Problem statement:
Give as output the line that contains "Could you point at the yellow", followed by every remaining line of the entries, unchanged and with nothing added.

Records to process:

■ ■ ■ ■ ■

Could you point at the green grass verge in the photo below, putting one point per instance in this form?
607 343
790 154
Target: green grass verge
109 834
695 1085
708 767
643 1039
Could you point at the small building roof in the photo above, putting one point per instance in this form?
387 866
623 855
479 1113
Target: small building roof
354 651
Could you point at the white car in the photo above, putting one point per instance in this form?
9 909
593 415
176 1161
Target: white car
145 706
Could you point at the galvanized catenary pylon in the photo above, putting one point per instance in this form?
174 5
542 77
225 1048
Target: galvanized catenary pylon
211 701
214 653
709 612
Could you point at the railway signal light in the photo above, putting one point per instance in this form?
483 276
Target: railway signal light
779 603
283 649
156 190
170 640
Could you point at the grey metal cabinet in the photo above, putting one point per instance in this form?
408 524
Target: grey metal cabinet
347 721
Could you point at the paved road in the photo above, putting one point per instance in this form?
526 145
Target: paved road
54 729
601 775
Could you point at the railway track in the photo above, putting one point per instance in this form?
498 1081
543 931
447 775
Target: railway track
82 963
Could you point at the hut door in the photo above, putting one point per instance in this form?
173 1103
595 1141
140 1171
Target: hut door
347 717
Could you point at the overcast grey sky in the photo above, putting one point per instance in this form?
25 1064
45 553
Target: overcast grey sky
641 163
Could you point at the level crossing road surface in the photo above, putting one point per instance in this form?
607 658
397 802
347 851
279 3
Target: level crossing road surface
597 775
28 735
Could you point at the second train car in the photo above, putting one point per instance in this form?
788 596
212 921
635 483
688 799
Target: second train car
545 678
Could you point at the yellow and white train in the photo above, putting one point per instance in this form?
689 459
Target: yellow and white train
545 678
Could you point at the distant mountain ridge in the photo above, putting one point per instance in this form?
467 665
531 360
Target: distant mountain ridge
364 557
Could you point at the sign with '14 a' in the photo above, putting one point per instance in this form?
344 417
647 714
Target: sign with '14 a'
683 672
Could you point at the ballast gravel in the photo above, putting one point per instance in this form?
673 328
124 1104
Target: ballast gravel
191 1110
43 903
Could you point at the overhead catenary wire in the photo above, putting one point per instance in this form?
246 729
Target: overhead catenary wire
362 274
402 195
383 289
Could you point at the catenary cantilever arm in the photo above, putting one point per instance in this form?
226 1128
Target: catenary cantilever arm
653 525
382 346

■ ■ ■ ■ ■

Solution to this problem:
Could you point at the yellow and white train in the photo above, putting one point per instance in this form?
689 459
Target: yellow and white train
545 678
Could you point at the distant mountain ridge in the photo above, putting one point per instance in this form?
467 665
531 360
Target: distant mountain ridge
364 557
Could you point at the sign with '14 a' in the photo above, putting one point per instance in this form?
344 417
647 714
Target: sign with '14 a'
683 672
Could you point at the ballast gravel in the photo above, putting one point per instance in this form?
673 328
124 1104
Target: ballast gravel
191 1110
43 903
Could you point at the overhead catenary wire in the photo above, putting one point per instance in this form?
246 729
Target: overhead catenary wire
362 274
402 195
383 289
Could you point at the catenary cantilever arm in the photo above, putting one point per instance in this form?
226 1128
Target: catenary cantilever arm
653 525
382 346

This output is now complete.